→ **DIRECTIONS**: With nothing added or dropped, output every record below exactly.

→ **DATA FOR ANALYSIS**:
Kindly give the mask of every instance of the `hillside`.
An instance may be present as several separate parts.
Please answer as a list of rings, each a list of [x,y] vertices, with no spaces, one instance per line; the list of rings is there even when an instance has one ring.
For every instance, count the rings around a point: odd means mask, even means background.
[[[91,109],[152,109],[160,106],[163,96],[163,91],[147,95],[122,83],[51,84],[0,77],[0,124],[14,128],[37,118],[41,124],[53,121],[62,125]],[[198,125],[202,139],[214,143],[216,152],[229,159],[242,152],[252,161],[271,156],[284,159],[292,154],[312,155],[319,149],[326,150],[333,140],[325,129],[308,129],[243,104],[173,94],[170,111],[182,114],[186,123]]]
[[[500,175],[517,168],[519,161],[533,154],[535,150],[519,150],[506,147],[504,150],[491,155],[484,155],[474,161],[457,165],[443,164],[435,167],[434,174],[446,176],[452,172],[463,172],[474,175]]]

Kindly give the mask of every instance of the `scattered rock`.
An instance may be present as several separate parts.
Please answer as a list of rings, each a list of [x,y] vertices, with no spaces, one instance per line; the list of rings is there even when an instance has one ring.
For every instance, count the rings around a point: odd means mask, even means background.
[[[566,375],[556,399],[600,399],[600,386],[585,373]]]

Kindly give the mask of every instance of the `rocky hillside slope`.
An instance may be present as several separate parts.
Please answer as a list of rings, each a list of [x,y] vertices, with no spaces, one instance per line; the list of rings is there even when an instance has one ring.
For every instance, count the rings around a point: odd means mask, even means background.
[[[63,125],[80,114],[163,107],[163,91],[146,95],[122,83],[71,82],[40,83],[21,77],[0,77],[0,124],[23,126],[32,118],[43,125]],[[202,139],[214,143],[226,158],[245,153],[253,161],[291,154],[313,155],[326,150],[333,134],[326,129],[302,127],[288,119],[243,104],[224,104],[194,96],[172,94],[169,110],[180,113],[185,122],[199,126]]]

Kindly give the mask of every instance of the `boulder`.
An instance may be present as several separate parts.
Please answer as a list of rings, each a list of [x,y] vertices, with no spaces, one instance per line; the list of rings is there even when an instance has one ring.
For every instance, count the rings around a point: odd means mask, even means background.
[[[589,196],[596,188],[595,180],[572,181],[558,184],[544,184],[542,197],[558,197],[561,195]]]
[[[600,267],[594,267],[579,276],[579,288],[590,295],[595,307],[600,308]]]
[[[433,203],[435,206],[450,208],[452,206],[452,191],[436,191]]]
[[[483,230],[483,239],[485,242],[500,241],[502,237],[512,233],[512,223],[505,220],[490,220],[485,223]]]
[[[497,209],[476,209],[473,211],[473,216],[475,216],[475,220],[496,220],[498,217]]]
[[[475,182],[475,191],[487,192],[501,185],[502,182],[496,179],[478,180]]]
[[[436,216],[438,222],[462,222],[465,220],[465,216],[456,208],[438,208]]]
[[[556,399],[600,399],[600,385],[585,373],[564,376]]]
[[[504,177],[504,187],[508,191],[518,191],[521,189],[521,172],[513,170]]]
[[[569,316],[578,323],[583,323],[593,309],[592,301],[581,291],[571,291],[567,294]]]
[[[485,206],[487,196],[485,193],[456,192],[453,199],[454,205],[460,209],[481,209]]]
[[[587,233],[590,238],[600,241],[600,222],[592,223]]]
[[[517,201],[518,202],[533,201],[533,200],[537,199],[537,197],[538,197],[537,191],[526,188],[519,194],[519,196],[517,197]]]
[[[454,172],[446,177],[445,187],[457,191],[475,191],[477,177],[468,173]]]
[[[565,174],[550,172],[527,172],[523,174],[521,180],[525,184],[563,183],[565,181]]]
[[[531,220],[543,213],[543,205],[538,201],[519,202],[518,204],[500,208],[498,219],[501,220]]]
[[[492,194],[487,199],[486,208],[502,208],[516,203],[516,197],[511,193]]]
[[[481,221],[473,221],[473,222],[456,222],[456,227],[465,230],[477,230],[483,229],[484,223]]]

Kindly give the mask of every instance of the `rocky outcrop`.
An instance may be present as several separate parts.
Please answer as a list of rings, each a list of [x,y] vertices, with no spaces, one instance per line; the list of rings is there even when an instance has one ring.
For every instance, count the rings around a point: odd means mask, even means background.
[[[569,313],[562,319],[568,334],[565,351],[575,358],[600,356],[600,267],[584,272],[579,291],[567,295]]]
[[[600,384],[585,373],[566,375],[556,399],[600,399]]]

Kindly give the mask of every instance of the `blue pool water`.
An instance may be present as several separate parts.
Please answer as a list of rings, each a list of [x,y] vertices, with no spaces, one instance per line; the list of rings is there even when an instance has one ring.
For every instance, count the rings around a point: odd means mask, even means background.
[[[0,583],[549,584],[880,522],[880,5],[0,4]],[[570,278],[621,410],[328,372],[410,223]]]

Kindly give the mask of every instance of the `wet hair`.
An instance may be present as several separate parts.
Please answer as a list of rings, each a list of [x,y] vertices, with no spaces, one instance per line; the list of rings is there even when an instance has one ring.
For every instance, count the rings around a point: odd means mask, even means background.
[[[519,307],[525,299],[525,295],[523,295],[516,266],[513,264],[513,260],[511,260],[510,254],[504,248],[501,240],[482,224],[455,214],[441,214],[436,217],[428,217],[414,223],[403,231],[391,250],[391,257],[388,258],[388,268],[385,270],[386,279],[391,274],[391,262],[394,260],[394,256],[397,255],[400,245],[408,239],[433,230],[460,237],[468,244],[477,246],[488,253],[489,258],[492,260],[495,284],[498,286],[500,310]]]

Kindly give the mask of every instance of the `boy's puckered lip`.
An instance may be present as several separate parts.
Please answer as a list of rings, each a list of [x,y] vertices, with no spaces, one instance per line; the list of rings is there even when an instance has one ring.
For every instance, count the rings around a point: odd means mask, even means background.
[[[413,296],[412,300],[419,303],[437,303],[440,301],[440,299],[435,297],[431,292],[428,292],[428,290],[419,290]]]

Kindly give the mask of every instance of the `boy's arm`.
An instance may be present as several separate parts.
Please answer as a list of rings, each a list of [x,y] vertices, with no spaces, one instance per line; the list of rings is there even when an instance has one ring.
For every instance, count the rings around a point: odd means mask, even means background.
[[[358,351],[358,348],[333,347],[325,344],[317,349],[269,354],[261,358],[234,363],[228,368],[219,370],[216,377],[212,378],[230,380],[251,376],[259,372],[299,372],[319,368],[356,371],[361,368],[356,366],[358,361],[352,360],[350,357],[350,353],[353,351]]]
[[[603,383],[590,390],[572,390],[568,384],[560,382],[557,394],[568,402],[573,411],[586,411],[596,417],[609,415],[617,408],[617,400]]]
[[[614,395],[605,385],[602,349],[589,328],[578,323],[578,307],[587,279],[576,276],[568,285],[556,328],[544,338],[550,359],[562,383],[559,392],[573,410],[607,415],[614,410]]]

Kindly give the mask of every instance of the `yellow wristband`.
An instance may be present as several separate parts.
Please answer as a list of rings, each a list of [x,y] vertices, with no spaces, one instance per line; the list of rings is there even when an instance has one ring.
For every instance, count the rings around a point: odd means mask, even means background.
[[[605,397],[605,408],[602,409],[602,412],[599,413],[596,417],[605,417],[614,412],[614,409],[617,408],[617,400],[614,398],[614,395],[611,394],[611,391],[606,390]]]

→ **RESPONSE AREA**:
Kindly give the mask of every instance of the `hillside`.
An instance may be present as several separate parts.
Please answer as a list of rings, each a list of [x,y] vertices, with no spaces, one instance per line; the list of rings is there even when an instance has one ring.
For every instance, count the rings around a point: odd means mask, even means background.
[[[91,109],[152,109],[160,106],[163,96],[163,91],[147,95],[122,83],[51,84],[0,77],[0,124],[14,128],[37,118],[41,124],[53,121],[62,125]],[[198,125],[202,139],[214,143],[216,152],[229,159],[242,152],[252,161],[271,156],[284,159],[292,154],[312,155],[319,149],[326,150],[333,140],[325,129],[308,129],[243,104],[173,94],[170,111],[182,114],[186,123]]]
[[[500,175],[517,168],[519,161],[533,154],[535,150],[519,150],[506,147],[504,150],[491,155],[484,155],[474,161],[457,165],[443,164],[435,167],[434,174],[446,176],[452,172],[463,172],[474,175]]]

Kindly give the mask of every instance of the `scattered rock`.
An instance may be present as several separate parts.
Please answer as a list of rings, each a list of [x,y] vertices, with no spaces, one instance per line; the list of rings is there even when an instance has one ring.
For every instance, count the rings around a point: odd means mask, even means background.
[[[566,375],[556,399],[600,399],[600,386],[585,373]]]

Kindly give the mask of every instance of the `rocky hillside slope`.
An instance may be present as several separate parts.
Please answer as a list of rings, each a list of [x,y] vertices, with no spaces, one instance per line; the list of rings is there even when an instance has one ring.
For every instance, count the rings around a point: odd means mask, even means background.
[[[63,125],[80,114],[163,107],[163,91],[146,95],[122,83],[71,82],[40,83],[21,77],[0,77],[0,124],[23,126],[32,118],[43,125]],[[202,139],[214,143],[226,158],[245,153],[253,161],[291,154],[313,155],[326,150],[333,134],[326,129],[302,127],[288,119],[243,104],[224,104],[194,96],[172,94],[169,110],[180,113],[185,122],[199,126]]]

Kindly give the mask of every instance of the `boulder`.
An instance may be present as several separate parts.
Please answer as a list of rings, each a list of [x,y] vertices, with no spaces, one instance per line; the list of rings is there even when an instance has one ring.
For every instance, count the rings around a point: odd means mask, even means background.
[[[589,196],[596,188],[595,180],[572,181],[558,184],[544,184],[542,197],[558,197],[561,195]]]
[[[600,267],[594,267],[579,276],[579,288],[590,295],[595,307],[600,308]]]
[[[433,203],[435,206],[450,208],[452,206],[452,191],[436,191]]]
[[[483,230],[483,239],[485,242],[500,241],[502,237],[512,233],[512,223],[505,220],[490,220],[485,223]]]
[[[497,209],[476,209],[473,211],[473,216],[475,216],[475,220],[496,220],[498,217]]]
[[[475,182],[475,191],[487,192],[501,185],[502,182],[496,179],[478,180]]]
[[[436,216],[438,222],[462,222],[465,220],[465,216],[456,208],[438,208]]]
[[[556,399],[600,399],[600,385],[585,373],[564,376]]]
[[[504,177],[504,187],[508,191],[518,191],[521,189],[521,172],[513,170]]]
[[[569,316],[578,323],[583,323],[593,309],[592,301],[581,291],[571,291],[567,294]]]
[[[485,206],[487,196],[485,193],[456,192],[453,199],[454,205],[460,209],[481,209]]]
[[[587,233],[590,238],[600,241],[600,222],[592,223]]]
[[[517,201],[518,202],[533,201],[533,200],[537,199],[537,197],[538,197],[537,191],[526,188],[519,194],[519,196],[517,197]]]
[[[454,172],[446,177],[445,187],[457,191],[475,191],[477,177],[468,173]]]
[[[565,174],[550,172],[527,172],[523,174],[521,180],[525,184],[563,183],[565,181]]]
[[[531,220],[543,213],[543,205],[538,201],[519,202],[518,204],[500,208],[498,219],[501,220]]]
[[[492,194],[487,199],[486,208],[502,208],[516,203],[516,197],[511,193]]]
[[[481,221],[473,221],[473,222],[456,222],[456,227],[465,230],[477,230],[483,229],[484,223]]]

Kindly give the mask of every instance of the `rocky outcrop`.
An instance may be present as several separate parts.
Please answer as a list of rings, each a list of [x,y] vertices, with no spaces, one instance per line; the list of rings is there even when an instance has one ring.
For every instance, count the rings around a point: odd means mask, even means background.
[[[569,313],[562,319],[568,334],[565,351],[575,358],[600,356],[600,267],[584,272],[579,291],[567,295]]]
[[[600,384],[585,373],[566,375],[556,399],[600,399]]]

Kindly give the mask of every instance of the `blue pool water`.
An instance may be present as several separate parts.
Please answer as a list of rings, each a list of [x,y] vertices, with no spaces, one instance per line; the list of rings is there even when an instance has one ring.
For every instance, count the rings around a point: odd means mask, even means background.
[[[0,583],[549,584],[880,522],[880,5],[0,4]],[[570,278],[621,410],[328,372],[410,223]]]

Kindly give the mask of every instance of the `wet hair`.
An instance may be present as several separate parts.
Please answer as a list of rings, each a list of [x,y] vertices, with no spaces, one instance per line; the list of rings is there even when an instance has one ring.
For every instance, count the rings around a point: odd means mask, even means background.
[[[519,307],[525,299],[525,295],[523,295],[516,266],[513,264],[513,260],[511,260],[510,254],[504,248],[501,240],[482,224],[455,214],[441,214],[436,217],[428,217],[414,223],[403,231],[391,250],[391,257],[388,258],[388,268],[385,270],[386,279],[391,274],[391,262],[394,260],[394,256],[397,255],[400,245],[408,239],[433,230],[460,237],[468,244],[477,246],[488,253],[489,258],[492,260],[495,284],[498,286],[500,310]]]

Kindly give the mask of every instance of the `boy's puckered lip`.
An instance may be present as several separate parts.
Please answer as a list of rings, each a list of [x,y] vertices, with no spaces, one instance per line; the list of rings is there even when an instance has one ring.
For every instance, count the rings around a point: odd means mask, even means background.
[[[413,296],[412,300],[419,303],[437,303],[440,301],[440,299],[435,297],[431,292],[428,292],[428,290],[419,290]]]

Kindly give the mask of every instance of the `boy's arm`.
An instance may be present as several separate parts.
Please answer as a list of rings, each a list of [x,y] vertices, with no spaces, one instance per line; the list of rings is there even when an instance has one ring.
For every instance, count the rings around a point: odd means mask, even means background.
[[[358,351],[358,348],[333,347],[325,344],[317,349],[269,354],[261,358],[234,363],[228,368],[219,370],[216,377],[212,378],[230,380],[251,376],[259,372],[299,372],[319,368],[356,371],[361,368],[356,366],[358,361],[352,360],[350,357],[350,353],[353,351]]]
[[[603,383],[590,390],[572,390],[568,384],[560,382],[557,394],[568,402],[573,411],[586,411],[596,417],[609,415],[617,408],[617,400]]]
[[[614,395],[605,385],[602,349],[589,328],[578,323],[578,307],[587,279],[576,276],[568,285],[556,328],[544,338],[550,359],[562,383],[559,392],[573,410],[607,415],[614,410]]]

Kindly give the mask of every instance of the `yellow wristband`.
An instance may be present as several separate parts.
Please answer as a list of rings, each a list of [x,y] vertices, with no spaces, one instance per line; the list of rings is there even when an instance has one ring.
For every instance, count the rings around a point: odd means mask, even means background.
[[[605,397],[605,408],[602,409],[602,412],[599,413],[596,417],[605,417],[614,412],[614,409],[617,408],[617,400],[614,398],[614,395],[611,394],[611,391],[606,390]]]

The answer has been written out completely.